═══ Data for this task

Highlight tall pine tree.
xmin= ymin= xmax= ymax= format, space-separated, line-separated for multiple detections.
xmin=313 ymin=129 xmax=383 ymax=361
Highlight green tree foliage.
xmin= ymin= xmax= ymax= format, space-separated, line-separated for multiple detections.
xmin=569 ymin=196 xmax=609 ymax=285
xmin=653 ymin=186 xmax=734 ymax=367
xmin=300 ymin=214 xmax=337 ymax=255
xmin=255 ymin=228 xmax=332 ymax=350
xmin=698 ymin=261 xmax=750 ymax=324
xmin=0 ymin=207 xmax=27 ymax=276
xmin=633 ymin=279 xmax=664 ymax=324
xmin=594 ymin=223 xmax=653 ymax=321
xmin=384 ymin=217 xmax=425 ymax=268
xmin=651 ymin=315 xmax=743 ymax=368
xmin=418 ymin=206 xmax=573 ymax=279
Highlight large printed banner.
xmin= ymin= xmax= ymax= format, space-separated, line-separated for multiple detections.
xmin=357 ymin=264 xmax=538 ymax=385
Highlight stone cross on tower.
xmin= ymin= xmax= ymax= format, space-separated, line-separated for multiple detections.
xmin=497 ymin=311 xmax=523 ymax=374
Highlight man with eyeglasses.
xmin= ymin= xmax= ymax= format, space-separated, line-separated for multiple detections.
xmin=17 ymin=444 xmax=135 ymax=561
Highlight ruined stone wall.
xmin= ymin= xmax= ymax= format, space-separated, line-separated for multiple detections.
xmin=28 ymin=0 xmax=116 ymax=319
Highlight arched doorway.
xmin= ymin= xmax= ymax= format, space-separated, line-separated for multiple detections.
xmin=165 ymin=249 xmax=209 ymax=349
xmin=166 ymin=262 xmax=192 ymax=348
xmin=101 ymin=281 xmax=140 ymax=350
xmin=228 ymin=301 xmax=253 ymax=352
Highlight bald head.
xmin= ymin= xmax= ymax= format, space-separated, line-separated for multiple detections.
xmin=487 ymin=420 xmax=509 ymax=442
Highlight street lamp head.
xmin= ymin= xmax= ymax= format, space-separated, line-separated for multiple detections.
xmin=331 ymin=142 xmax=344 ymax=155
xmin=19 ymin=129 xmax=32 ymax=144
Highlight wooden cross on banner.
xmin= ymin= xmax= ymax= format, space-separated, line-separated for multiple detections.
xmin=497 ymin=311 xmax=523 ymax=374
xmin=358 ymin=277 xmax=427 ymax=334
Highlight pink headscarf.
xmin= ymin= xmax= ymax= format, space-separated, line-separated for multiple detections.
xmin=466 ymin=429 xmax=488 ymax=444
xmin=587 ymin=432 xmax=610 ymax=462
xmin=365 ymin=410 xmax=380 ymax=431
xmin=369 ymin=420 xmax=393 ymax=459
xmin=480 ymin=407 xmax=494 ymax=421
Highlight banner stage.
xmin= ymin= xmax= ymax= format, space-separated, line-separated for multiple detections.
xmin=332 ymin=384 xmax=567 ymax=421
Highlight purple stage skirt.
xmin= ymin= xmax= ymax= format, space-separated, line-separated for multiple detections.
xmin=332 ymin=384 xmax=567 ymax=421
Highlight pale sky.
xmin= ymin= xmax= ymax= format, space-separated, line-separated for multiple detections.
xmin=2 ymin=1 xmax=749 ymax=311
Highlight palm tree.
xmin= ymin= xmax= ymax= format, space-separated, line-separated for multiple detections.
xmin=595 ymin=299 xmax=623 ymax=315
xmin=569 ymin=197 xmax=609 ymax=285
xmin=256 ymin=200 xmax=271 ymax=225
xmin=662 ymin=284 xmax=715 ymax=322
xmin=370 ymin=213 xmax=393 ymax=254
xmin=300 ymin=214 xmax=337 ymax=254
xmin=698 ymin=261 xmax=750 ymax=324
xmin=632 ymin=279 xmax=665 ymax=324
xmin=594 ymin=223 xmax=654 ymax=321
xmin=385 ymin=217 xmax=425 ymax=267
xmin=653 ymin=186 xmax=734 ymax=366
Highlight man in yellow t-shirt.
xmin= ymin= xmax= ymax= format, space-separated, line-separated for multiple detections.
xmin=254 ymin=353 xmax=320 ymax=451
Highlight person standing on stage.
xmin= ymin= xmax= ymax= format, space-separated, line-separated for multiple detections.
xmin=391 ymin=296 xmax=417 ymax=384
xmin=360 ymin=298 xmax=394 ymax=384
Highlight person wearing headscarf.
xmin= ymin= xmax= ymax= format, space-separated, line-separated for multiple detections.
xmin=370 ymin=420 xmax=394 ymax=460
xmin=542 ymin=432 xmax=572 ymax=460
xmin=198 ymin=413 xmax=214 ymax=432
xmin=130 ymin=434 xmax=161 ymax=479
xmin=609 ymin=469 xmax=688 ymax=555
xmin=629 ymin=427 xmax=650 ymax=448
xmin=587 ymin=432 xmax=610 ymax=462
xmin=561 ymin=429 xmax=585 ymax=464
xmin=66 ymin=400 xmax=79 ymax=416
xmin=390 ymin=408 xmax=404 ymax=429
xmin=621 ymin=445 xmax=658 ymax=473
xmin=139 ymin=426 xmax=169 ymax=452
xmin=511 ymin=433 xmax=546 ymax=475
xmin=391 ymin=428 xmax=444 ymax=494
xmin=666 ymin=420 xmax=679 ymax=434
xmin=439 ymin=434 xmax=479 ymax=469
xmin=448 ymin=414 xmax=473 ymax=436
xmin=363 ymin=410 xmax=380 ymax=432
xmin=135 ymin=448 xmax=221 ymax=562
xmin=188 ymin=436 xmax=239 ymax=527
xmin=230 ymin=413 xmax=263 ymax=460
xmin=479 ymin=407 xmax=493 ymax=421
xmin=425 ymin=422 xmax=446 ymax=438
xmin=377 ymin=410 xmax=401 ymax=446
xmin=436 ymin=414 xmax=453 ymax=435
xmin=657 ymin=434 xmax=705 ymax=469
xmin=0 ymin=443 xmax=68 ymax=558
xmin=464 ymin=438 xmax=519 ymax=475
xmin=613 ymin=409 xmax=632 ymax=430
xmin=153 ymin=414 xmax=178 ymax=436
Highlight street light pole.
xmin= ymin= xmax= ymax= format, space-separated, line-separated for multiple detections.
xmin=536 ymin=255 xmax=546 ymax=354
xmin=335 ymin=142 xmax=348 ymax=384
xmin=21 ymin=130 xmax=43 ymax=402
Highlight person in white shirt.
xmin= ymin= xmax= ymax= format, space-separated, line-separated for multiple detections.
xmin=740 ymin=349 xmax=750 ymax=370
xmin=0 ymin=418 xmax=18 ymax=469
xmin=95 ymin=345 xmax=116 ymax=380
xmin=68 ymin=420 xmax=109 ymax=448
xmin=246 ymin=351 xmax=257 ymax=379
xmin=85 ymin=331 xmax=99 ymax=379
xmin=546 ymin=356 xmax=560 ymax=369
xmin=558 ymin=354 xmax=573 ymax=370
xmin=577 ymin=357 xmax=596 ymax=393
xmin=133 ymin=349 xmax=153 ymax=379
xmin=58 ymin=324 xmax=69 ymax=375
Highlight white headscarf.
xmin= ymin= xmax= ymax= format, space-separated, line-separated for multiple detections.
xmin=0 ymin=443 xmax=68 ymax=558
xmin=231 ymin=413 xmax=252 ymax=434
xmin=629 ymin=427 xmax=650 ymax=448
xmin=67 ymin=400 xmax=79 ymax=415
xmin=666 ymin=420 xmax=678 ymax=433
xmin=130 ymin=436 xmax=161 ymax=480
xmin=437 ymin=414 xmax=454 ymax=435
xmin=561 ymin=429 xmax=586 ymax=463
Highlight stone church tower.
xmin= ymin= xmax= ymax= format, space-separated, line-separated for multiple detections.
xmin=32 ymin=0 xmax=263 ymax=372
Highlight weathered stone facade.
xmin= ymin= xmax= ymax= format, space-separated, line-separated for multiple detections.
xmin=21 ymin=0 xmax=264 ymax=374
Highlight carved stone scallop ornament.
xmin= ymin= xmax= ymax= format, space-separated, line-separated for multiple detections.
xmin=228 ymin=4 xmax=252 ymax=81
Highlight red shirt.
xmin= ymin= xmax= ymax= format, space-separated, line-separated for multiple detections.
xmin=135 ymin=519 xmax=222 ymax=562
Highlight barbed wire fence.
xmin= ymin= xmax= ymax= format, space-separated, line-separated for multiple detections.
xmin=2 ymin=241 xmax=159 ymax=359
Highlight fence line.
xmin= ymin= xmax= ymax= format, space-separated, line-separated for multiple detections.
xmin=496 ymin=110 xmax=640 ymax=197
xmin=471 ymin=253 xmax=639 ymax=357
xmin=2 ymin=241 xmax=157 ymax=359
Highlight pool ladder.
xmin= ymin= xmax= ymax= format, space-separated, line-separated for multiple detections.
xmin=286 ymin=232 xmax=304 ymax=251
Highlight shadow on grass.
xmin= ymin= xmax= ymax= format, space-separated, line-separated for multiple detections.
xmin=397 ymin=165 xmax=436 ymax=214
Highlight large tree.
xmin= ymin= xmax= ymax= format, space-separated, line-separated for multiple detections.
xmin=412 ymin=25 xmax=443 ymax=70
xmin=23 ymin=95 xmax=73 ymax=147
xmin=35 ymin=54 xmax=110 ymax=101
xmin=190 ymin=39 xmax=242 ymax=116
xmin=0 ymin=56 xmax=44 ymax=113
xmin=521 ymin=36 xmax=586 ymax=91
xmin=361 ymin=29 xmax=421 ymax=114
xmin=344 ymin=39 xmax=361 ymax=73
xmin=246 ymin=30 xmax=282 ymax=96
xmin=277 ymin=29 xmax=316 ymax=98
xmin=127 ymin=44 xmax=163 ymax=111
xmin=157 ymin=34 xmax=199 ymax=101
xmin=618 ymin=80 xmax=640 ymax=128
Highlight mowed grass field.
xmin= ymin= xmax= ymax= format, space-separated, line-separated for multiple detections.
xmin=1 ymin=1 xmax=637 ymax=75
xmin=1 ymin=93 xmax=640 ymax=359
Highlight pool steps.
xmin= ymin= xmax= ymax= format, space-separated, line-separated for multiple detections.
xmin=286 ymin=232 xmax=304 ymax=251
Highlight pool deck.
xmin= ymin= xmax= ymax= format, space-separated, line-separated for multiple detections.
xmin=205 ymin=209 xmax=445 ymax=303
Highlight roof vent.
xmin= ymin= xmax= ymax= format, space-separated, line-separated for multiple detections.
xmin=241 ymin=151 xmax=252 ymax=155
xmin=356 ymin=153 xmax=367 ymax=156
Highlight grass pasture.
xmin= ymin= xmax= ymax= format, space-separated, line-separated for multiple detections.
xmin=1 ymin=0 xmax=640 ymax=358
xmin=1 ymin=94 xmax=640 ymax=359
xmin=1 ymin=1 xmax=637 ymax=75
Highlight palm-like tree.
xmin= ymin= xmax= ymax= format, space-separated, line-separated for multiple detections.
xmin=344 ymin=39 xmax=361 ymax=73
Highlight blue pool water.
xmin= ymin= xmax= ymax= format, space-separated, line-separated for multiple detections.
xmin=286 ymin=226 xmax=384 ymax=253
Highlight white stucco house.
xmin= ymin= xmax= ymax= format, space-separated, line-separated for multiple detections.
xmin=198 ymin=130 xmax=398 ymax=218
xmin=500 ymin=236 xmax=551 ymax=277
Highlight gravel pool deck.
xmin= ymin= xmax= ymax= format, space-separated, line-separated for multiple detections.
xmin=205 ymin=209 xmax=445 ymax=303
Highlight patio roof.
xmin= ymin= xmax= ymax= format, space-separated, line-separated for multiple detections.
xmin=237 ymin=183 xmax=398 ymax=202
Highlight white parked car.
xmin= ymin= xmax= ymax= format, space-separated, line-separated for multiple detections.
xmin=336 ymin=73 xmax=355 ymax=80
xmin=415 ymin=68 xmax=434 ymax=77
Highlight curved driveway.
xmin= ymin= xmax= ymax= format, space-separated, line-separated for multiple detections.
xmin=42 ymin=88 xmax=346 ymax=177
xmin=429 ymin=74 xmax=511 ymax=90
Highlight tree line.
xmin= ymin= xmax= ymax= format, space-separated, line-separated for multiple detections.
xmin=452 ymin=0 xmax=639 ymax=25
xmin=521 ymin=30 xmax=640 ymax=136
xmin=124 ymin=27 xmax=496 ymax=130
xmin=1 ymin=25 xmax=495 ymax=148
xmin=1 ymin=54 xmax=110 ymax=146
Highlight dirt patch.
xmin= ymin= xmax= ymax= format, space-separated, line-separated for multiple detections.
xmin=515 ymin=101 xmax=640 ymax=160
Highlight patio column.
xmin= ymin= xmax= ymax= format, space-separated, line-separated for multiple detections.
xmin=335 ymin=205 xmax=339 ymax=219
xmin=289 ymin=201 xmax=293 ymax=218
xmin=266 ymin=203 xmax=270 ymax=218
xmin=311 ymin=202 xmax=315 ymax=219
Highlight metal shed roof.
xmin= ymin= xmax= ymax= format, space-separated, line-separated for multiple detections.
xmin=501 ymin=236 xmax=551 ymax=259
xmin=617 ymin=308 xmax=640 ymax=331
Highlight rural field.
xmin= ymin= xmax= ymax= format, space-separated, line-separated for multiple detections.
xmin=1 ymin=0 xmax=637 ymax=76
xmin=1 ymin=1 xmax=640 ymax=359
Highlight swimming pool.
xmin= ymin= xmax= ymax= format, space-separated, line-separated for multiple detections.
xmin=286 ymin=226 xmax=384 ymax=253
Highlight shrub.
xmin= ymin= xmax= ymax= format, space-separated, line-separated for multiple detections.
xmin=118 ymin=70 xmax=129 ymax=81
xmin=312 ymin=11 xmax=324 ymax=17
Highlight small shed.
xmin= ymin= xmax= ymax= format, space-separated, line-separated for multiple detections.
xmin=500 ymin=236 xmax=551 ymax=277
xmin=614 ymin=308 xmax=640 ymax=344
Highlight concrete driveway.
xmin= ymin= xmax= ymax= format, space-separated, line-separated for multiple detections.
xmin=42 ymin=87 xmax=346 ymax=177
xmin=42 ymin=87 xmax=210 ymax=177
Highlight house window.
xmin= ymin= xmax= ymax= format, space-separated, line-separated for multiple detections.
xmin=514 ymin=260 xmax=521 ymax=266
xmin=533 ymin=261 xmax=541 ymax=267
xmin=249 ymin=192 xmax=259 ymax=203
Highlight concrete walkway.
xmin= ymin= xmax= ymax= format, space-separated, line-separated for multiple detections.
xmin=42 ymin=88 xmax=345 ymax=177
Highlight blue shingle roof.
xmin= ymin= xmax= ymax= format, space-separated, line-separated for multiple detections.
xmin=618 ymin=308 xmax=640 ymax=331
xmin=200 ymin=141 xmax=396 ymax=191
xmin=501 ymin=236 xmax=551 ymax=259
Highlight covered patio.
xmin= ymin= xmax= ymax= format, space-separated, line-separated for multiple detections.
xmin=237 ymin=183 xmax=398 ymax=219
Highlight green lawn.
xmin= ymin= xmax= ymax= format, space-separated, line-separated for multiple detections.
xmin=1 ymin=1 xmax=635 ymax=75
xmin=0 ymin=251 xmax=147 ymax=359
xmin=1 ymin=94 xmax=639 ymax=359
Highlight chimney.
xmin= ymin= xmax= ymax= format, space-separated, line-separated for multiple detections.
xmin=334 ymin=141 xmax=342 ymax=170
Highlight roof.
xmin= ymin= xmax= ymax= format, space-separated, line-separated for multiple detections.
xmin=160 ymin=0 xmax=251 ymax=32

══════

# [Work instruction]
Of the entries above, transcribe exactly those lines that fall between the line containing "Highlight large printed banner." and the line containing "Highlight wooden cross on banner.", together with those two lines.

# [Task solution]
Highlight large printed banner.
xmin= ymin= xmax= ymax= format, space-separated, line-separated for multiple detections.
xmin=357 ymin=264 xmax=538 ymax=385
Highlight stone cross on tower.
xmin= ymin= xmax= ymax= format, space-separated, line-separated for multiple detections.
xmin=497 ymin=311 xmax=523 ymax=374
Highlight man with eyeglasses.
xmin= ymin= xmax= ymax= format, space-separated, line-separated for multiple detections.
xmin=17 ymin=444 xmax=135 ymax=561
Highlight ruined stone wall.
xmin= ymin= xmax= ymax= format, space-separated, line-separated for multiple detections.
xmin=28 ymin=0 xmax=116 ymax=319
Highlight arched doorway.
xmin= ymin= xmax= ymax= format, space-separated, line-separated for multiple detections.
xmin=165 ymin=249 xmax=209 ymax=349
xmin=166 ymin=262 xmax=192 ymax=348
xmin=101 ymin=281 xmax=140 ymax=350
xmin=228 ymin=301 xmax=253 ymax=352
Highlight bald head.
xmin= ymin= xmax= ymax= format, space-separated, line-separated for multiple detections.
xmin=487 ymin=420 xmax=509 ymax=442
Highlight street lamp head.
xmin= ymin= xmax= ymax= format, space-separated, line-separated for multiple detections.
xmin=331 ymin=142 xmax=344 ymax=155
xmin=19 ymin=129 xmax=32 ymax=144
Highlight wooden cross on banner.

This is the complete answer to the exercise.